> **Task prompt**
Reproduce, character for character, the lines from the one containing "Locate the green moss" through the end of the data below.

--- Data section ---

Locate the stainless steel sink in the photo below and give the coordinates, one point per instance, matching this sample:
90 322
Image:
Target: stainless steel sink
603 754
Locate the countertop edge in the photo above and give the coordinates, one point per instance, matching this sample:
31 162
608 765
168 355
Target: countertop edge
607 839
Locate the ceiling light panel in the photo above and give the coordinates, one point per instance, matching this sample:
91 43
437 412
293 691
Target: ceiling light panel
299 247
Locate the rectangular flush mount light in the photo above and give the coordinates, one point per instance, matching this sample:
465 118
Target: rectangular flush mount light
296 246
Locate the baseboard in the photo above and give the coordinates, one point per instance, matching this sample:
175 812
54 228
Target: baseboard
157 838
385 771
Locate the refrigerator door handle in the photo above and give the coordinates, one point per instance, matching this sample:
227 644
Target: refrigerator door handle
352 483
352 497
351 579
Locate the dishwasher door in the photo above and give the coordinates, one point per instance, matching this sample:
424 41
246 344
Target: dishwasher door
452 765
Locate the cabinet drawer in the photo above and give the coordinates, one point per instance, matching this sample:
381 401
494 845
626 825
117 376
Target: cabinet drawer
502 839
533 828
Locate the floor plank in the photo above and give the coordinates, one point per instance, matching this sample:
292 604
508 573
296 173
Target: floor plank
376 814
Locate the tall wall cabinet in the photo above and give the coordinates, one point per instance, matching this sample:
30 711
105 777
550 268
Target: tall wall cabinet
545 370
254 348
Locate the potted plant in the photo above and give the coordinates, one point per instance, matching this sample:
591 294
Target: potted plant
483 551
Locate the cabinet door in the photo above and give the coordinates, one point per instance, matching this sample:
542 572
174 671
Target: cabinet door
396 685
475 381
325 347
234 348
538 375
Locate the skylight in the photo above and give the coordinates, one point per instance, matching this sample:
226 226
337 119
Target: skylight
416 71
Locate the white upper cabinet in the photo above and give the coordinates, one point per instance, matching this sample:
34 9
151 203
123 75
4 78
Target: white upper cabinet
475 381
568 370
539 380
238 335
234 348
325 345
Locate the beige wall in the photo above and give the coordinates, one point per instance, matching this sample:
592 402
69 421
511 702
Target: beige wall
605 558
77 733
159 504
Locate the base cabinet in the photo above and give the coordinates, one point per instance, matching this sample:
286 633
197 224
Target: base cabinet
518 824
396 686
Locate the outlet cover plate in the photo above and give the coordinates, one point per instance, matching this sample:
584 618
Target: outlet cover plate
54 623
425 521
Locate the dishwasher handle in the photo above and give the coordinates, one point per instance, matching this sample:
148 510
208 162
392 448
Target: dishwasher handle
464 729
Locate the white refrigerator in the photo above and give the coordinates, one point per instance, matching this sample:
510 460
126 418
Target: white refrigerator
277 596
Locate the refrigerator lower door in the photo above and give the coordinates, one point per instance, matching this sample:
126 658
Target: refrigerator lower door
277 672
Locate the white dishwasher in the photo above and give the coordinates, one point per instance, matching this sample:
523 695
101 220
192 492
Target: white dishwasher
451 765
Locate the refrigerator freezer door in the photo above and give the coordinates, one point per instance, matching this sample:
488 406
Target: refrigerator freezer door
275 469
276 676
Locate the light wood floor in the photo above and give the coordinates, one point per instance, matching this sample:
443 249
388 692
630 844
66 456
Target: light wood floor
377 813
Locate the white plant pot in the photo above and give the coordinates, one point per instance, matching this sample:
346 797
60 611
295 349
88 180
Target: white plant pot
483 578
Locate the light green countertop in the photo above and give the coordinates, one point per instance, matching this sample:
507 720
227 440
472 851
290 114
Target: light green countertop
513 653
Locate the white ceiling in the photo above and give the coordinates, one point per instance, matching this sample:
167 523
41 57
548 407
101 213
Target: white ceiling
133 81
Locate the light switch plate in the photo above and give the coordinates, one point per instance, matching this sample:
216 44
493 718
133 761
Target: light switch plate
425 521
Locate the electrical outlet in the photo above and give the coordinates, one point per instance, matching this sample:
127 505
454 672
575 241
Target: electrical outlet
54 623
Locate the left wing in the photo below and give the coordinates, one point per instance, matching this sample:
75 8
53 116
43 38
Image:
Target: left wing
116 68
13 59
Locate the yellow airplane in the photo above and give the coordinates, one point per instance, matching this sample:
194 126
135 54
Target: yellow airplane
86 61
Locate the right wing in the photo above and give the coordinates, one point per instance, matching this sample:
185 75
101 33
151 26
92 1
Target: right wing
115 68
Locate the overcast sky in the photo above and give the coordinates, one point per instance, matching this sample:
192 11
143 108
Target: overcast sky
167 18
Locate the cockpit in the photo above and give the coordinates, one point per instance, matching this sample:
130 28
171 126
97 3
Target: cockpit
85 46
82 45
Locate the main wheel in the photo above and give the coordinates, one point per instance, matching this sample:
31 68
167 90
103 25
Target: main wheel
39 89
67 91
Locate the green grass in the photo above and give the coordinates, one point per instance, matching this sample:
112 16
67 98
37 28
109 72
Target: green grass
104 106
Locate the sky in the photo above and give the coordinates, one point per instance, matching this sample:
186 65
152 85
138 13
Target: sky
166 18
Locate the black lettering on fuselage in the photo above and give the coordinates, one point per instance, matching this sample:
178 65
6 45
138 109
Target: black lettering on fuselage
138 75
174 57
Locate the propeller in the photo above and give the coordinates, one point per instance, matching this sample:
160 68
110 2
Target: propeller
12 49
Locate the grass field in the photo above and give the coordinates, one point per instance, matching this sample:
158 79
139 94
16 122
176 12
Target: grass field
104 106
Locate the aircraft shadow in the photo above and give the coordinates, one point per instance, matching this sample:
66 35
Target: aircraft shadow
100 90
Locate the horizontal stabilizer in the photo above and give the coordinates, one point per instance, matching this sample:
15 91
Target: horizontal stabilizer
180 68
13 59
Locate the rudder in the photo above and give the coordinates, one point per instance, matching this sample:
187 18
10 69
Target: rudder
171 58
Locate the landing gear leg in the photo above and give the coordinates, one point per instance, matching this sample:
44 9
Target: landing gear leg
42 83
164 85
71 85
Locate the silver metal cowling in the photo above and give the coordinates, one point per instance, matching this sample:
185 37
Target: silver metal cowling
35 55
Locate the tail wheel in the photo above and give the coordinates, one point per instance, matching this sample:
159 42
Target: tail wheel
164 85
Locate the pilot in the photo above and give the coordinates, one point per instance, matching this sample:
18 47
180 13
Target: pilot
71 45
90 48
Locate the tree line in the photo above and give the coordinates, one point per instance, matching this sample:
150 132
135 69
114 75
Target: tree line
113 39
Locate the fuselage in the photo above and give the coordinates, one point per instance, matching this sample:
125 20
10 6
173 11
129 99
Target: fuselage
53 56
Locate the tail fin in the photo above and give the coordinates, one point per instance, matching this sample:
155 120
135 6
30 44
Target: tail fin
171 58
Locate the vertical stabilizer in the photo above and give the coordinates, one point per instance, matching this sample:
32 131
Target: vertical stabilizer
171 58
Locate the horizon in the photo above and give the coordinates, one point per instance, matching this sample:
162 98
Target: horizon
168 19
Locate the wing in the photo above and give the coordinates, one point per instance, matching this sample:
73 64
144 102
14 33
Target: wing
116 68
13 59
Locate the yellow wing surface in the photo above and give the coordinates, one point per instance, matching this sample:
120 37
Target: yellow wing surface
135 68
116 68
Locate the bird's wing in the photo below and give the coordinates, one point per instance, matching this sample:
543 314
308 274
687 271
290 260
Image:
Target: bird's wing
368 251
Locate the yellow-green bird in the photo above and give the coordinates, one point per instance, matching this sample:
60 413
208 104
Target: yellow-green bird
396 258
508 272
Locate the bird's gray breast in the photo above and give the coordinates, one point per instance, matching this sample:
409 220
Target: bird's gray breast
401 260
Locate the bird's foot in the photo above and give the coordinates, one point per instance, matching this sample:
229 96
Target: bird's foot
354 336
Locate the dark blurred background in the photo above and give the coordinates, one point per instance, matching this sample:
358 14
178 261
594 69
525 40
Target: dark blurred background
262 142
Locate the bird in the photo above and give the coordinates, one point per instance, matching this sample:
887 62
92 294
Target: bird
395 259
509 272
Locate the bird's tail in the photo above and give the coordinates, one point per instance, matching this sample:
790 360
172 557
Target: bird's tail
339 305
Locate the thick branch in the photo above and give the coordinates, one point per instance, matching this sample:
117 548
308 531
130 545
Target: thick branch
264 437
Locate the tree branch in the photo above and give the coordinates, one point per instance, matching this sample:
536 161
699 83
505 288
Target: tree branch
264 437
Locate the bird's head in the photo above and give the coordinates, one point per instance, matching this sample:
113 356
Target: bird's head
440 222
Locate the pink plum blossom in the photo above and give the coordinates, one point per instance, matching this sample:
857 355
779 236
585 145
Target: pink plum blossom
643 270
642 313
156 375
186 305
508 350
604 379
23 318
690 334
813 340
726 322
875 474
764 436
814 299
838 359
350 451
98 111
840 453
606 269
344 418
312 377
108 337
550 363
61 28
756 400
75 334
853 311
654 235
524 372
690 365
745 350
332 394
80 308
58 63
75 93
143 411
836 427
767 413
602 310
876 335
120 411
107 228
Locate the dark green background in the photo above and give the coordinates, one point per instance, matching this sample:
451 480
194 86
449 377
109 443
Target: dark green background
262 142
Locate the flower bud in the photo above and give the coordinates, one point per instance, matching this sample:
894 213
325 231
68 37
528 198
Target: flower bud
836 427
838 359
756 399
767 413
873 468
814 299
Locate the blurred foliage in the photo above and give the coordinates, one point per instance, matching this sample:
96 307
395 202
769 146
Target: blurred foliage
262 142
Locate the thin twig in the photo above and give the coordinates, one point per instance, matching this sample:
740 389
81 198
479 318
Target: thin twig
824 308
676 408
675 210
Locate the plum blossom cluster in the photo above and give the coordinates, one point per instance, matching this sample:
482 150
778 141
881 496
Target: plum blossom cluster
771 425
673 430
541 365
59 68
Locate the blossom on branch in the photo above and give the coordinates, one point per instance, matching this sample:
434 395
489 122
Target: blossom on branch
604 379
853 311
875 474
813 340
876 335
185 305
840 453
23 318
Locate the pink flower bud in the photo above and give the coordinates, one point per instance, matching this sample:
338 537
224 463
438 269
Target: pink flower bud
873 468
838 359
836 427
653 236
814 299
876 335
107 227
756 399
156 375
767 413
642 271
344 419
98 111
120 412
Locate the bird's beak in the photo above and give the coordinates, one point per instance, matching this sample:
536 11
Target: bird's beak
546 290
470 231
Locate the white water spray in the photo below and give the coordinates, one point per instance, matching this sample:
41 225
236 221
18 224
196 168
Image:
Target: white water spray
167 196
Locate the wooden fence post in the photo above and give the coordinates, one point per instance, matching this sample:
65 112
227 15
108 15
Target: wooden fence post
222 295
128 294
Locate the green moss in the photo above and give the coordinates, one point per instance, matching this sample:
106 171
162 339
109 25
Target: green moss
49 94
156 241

---

> **Solved exercise**
Locate the green moss in the photo above and give the coordinates, one point per instance, matching this sample:
106 171
162 339
109 25
Target: green moss
49 94
156 241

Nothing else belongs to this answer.